Problem statement » Determine the number of lines of the records below that include "stone". Respond with the number and no other text.

Given records »
────
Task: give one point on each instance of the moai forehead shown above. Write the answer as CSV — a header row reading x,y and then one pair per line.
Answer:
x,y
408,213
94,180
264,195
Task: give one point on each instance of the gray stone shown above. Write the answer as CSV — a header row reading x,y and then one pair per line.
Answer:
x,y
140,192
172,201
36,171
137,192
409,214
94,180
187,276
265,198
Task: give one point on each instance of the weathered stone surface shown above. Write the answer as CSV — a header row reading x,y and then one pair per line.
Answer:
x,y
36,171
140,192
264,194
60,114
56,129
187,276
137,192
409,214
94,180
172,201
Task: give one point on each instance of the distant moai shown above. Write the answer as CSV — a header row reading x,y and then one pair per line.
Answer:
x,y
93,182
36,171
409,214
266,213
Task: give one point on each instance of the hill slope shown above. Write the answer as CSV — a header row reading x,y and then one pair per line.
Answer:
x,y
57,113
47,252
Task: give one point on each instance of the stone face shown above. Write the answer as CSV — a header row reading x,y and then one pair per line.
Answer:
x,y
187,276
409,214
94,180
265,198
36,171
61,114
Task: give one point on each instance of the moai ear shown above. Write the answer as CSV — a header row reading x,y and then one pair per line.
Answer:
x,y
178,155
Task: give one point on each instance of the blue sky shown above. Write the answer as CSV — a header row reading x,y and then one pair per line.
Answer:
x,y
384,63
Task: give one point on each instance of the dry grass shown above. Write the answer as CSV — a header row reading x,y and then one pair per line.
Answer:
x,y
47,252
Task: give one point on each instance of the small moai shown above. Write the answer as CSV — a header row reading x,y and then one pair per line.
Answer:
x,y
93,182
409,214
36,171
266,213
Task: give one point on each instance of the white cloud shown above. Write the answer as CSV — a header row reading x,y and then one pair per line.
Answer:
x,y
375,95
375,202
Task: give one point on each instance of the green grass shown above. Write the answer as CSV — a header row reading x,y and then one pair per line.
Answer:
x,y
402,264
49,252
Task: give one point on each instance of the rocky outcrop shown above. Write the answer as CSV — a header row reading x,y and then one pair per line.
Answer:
────
Exercise answer » 3